▸ Input
• • • • • • •

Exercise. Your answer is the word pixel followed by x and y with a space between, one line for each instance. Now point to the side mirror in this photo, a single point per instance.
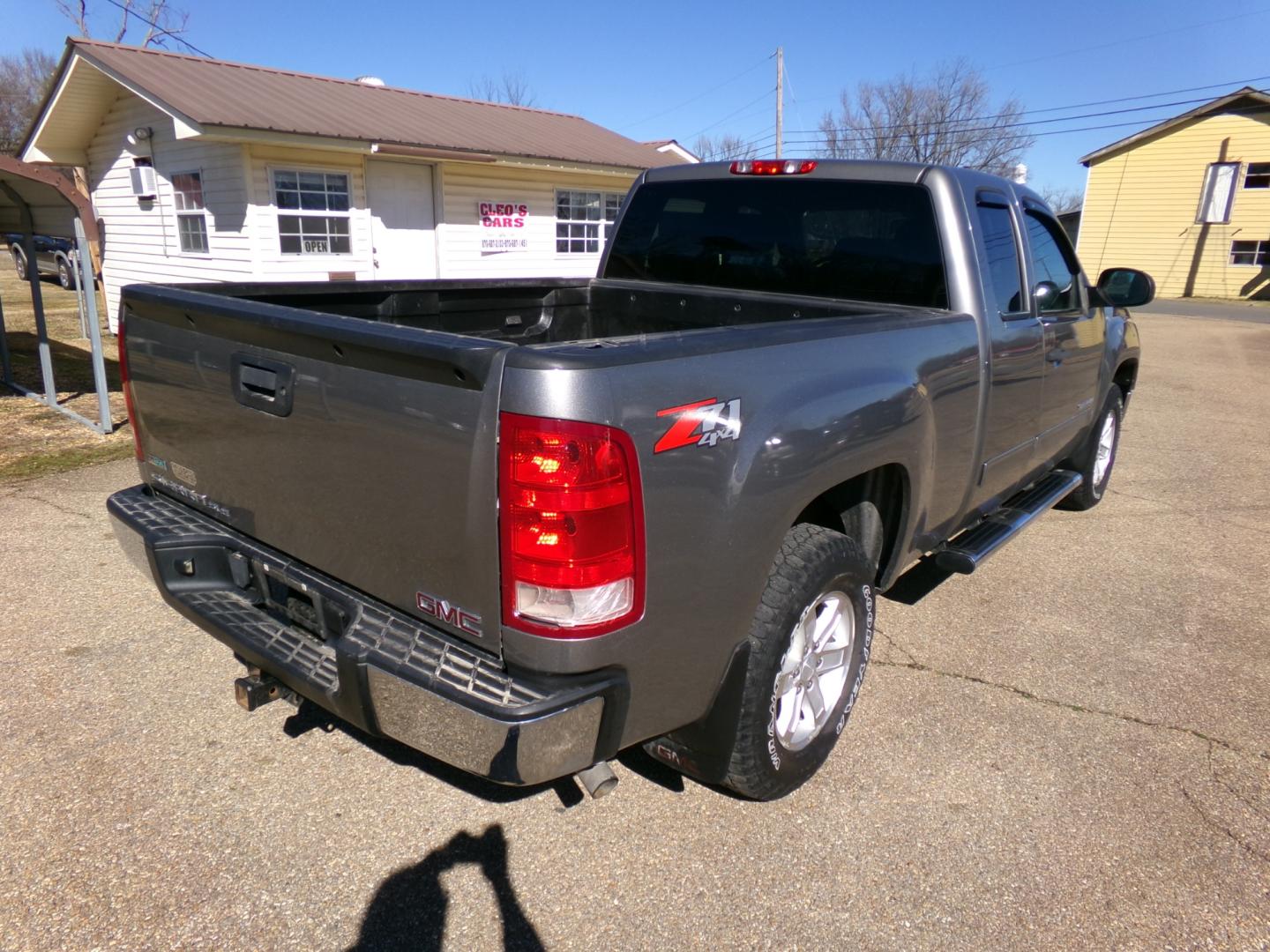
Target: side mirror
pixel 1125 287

• • • • • • •

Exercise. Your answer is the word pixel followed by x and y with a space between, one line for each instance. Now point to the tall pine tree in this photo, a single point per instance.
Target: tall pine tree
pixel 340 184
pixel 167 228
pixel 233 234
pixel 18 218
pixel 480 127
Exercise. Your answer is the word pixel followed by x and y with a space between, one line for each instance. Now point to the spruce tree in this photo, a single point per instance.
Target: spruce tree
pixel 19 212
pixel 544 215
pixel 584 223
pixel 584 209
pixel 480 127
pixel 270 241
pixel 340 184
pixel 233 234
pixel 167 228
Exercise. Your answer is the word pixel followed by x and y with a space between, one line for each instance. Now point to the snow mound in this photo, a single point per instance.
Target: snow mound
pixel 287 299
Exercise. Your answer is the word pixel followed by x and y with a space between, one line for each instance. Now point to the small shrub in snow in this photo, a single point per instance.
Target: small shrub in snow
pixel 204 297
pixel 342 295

• • • • • • •

▸ About this task
Copy the records above exactly, beginning at the line that contains "to the tall" and stopping after the line that contains "to the spruce".

▸ Task output
Exercise. Your answer is the word pixel followed by x and y with a space between, one line for each instance. Now point to the tall pine tree in this photo, a single point per instance.
Target: tall pine tree
pixel 340 184
pixel 167 228
pixel 233 234
pixel 18 218
pixel 480 127
Exercise. Your answer is the word pixel followed by x and y with a space between, one line for each instance. Now point to the spruce tree in this photo, a single point per instance.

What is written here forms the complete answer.